# Given passage
Cats develop attachments to humans just like babies and dogs
Cats develop attachments to humans just like babies and dogs. A new study from Oregon State University has produced the first empirical evidence that cats form attachments with their caretakers that are similar to the bonds formed by children and dogs. According to the researchers, the findings suggest that this bonding ability across species must be explained by traits that are not specific to canines.
Study lead author Kristyn Vitale is a researcher in the Human-Animal Interaction Lab in OSU’s College of Agricultural Sciences.
“In both dogs and cats, attachment to humans may represent an adaptation of the offspring-caretaker bond,” said Vitale. “Attachment is a biologically relevant behavior. Our study indicates that when cats live in a state of dependency with a human, that attachment behavior is flexible and the majority of cats use humans as a source of comfort.”
The researchers presented the cats with a “secure base test,” which is similar to a test that has been used to study the attachment behaviors of infants and dogs. The cats spent two minutes in an unfamiliar room with their caregivers, followed by two minutes alone, and then a two-minute reunion phase.

# Collected data
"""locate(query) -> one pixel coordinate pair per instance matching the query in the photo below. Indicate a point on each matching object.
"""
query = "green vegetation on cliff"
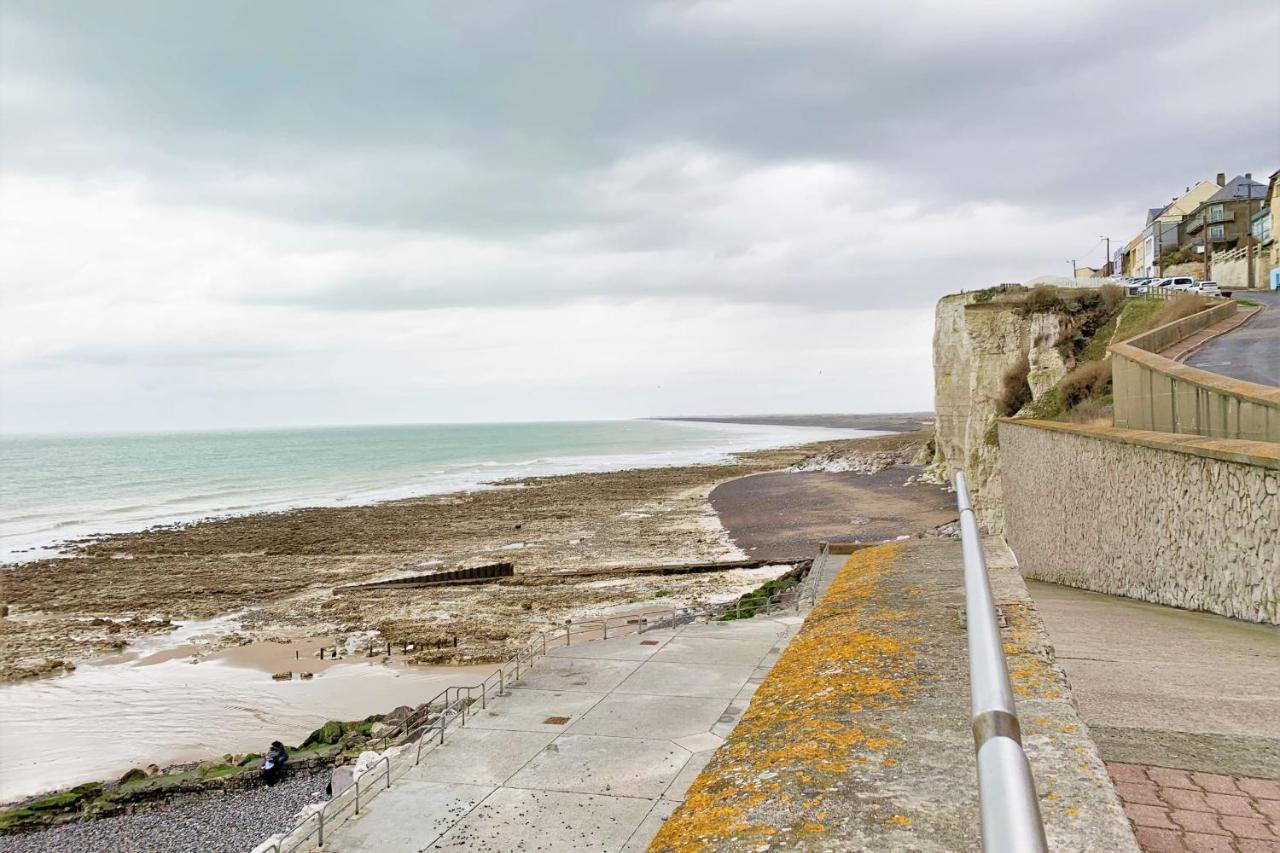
(1084, 393)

# Task instructions
Write out the stretch of the cat attachment article from "The researchers presented" through "two-minute reunion phase.", replacing "caregivers" with "owners".

# Solution
The researchers presented the cats with a “secure base test,” which is similar to a test that has been used to study the attachment behaviors of infants and dogs. The cats spent two minutes in an unfamiliar room with their owners, followed by two minutes alone, and then a two-minute reunion phase.